START EXTRACTED ENTRIES
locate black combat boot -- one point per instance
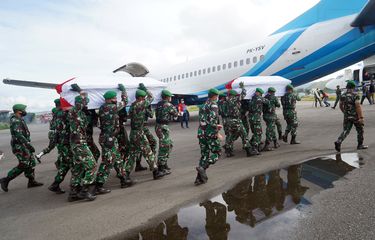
(198, 180)
(164, 170)
(294, 141)
(202, 174)
(73, 194)
(338, 146)
(285, 137)
(139, 167)
(55, 187)
(101, 190)
(157, 174)
(280, 135)
(32, 183)
(87, 192)
(126, 181)
(361, 146)
(4, 183)
(267, 147)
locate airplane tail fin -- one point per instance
(323, 11)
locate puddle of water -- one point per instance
(260, 207)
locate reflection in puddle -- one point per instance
(260, 207)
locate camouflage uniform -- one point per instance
(223, 113)
(92, 120)
(255, 113)
(22, 148)
(270, 117)
(164, 112)
(208, 134)
(351, 118)
(289, 101)
(111, 157)
(84, 165)
(235, 126)
(139, 143)
(65, 156)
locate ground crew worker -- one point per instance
(338, 96)
(289, 101)
(255, 113)
(22, 148)
(165, 111)
(65, 156)
(352, 110)
(139, 144)
(84, 164)
(208, 135)
(110, 127)
(269, 116)
(235, 128)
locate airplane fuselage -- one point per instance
(301, 55)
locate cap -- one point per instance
(109, 95)
(19, 107)
(140, 93)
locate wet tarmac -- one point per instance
(259, 207)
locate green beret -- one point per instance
(233, 92)
(289, 86)
(350, 84)
(213, 91)
(57, 101)
(140, 93)
(110, 95)
(259, 90)
(78, 99)
(166, 93)
(223, 94)
(271, 89)
(19, 107)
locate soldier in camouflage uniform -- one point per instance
(235, 125)
(208, 135)
(270, 117)
(352, 110)
(110, 127)
(138, 140)
(52, 137)
(223, 111)
(92, 119)
(289, 101)
(165, 111)
(255, 114)
(65, 156)
(22, 148)
(84, 165)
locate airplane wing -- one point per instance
(366, 17)
(29, 83)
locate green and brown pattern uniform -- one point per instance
(349, 100)
(270, 117)
(139, 143)
(22, 148)
(165, 111)
(289, 101)
(208, 134)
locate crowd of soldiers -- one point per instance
(71, 131)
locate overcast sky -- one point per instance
(54, 40)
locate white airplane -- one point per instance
(332, 35)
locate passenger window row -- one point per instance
(213, 69)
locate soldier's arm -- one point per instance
(18, 133)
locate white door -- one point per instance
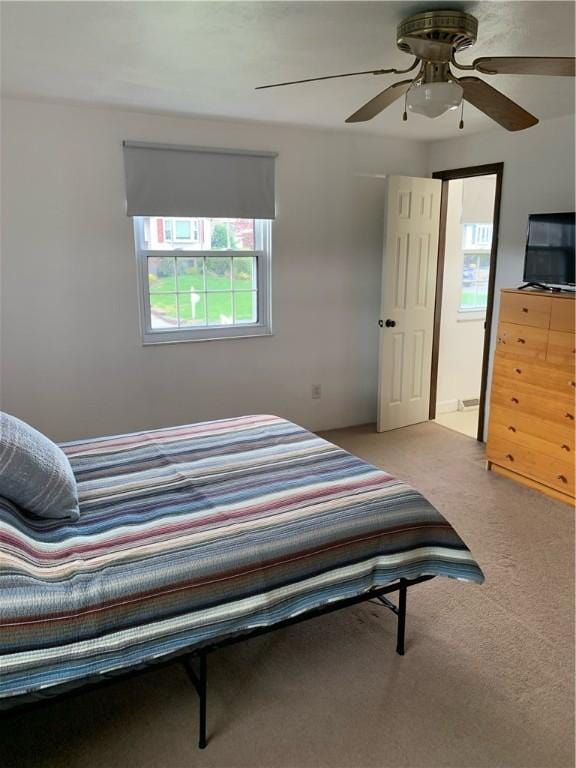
(408, 295)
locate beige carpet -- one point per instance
(487, 679)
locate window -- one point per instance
(203, 278)
(477, 236)
(476, 247)
(474, 294)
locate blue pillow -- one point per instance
(35, 473)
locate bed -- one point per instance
(197, 536)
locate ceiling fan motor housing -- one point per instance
(437, 35)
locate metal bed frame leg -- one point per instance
(199, 681)
(401, 617)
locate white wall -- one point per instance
(538, 178)
(72, 362)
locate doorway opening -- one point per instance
(468, 239)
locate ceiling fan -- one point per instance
(433, 38)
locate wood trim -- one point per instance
(438, 300)
(492, 169)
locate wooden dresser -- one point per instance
(532, 406)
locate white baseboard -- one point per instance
(447, 406)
END EXTRACTED ENTRIES
## [REQUIREMENT]
Repeat exactly the lines starting at the line with "locate wooden dresser" and ending with the final line of the entries. Include nothing else.

## [ANSWER FOR THIS EXERCISE]
locate wooden dresser -- one point per instance
(532, 406)
locate white baseboard -- one point per instance
(447, 406)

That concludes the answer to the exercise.